# THE TASK
Return all of the records below line for line, without any change, and leave the pictures out.

***** THE RECORDS *****

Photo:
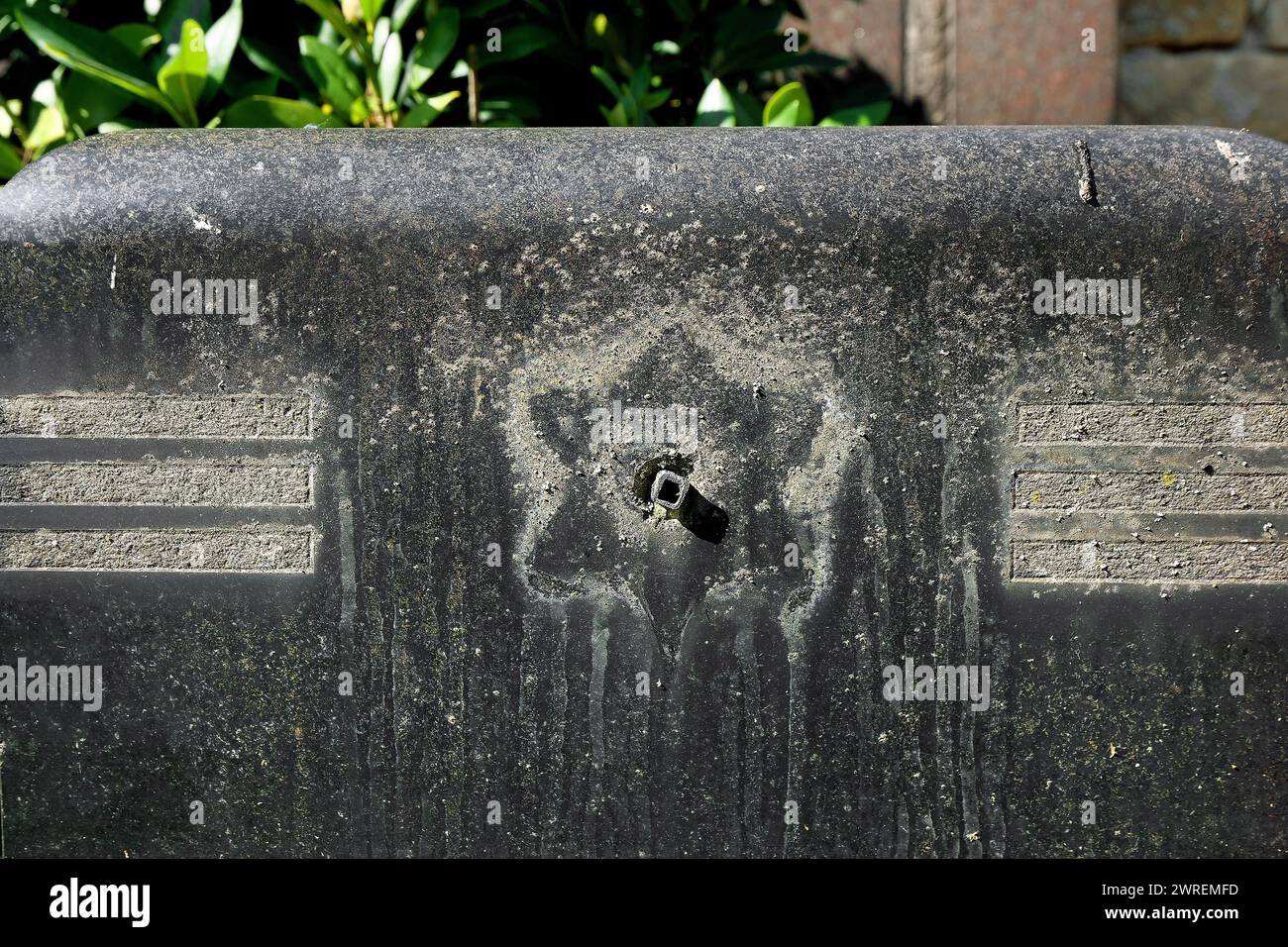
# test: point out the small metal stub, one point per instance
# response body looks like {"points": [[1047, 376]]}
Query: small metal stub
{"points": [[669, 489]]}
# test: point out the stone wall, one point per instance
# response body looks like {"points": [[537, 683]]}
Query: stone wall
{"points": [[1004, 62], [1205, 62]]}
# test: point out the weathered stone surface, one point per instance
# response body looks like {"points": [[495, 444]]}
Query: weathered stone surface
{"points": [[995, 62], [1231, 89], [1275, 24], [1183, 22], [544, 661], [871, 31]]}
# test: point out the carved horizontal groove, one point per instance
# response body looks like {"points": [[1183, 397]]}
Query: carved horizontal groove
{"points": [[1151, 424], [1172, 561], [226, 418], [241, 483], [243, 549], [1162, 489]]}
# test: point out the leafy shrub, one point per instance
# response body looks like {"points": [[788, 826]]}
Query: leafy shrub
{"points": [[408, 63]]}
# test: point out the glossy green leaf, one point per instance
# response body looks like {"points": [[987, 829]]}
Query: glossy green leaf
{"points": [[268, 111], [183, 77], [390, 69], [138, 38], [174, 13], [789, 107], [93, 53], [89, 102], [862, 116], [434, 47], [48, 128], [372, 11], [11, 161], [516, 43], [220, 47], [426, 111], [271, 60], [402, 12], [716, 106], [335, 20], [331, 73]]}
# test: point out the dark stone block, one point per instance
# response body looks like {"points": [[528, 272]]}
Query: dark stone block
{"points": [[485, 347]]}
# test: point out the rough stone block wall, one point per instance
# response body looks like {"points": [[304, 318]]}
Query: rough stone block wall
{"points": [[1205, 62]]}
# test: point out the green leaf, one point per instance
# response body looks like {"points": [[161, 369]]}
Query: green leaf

*****

# RESPONSE
Photo:
# test: point out the small metal stub, one point per instance
# response body looks like {"points": [[1047, 376]]}
Query: small metal stub
{"points": [[669, 489]]}
# test: point out the stone wall, one point per instance
# response body looks like {"points": [[537, 683]]}
Query: stone wall
{"points": [[1004, 62], [1205, 62]]}
# test: point out the weathered stone surface, one point per instance
# response body looks like {"points": [[495, 444]]}
Query: weathered stone surface
{"points": [[995, 62], [1231, 89], [1275, 24], [1183, 22], [544, 661], [871, 31]]}
# test: point out the carved horizontal groove, one point per instance
# response body looks like {"points": [[1183, 397]]}
Query: carved horizontal groove
{"points": [[1151, 424], [1172, 561], [226, 418], [241, 483], [243, 549], [1162, 489]]}
# test: point out the leafy shrub, one point per instance
# response body looks like {"points": [[788, 826]]}
Query: leafy shrub
{"points": [[408, 63]]}
# test: point out the glossy green leaf, one point per instance
# response body looks like {"points": [[987, 829]]}
Query: glossy green leaf
{"points": [[268, 111], [183, 77], [390, 69], [138, 38], [174, 13], [789, 107], [93, 53], [89, 102], [862, 116], [434, 47], [48, 128], [372, 11], [11, 161], [516, 43], [220, 47], [426, 111], [271, 60], [402, 12], [716, 106], [335, 20], [331, 73]]}
# test: point out the dark stone block, one point per instance
# response body looks like {"points": [[528, 272]]}
Query: dark stone block
{"points": [[485, 347]]}
# test: point out the rough stone block wall, one point per instance
# response body looks like {"points": [[304, 318]]}
Query: rough stone block wall
{"points": [[1205, 62]]}
# test: point out the green leaf, one point per instance
# response body looks like {"points": [[161, 369]]}
Query: green leaf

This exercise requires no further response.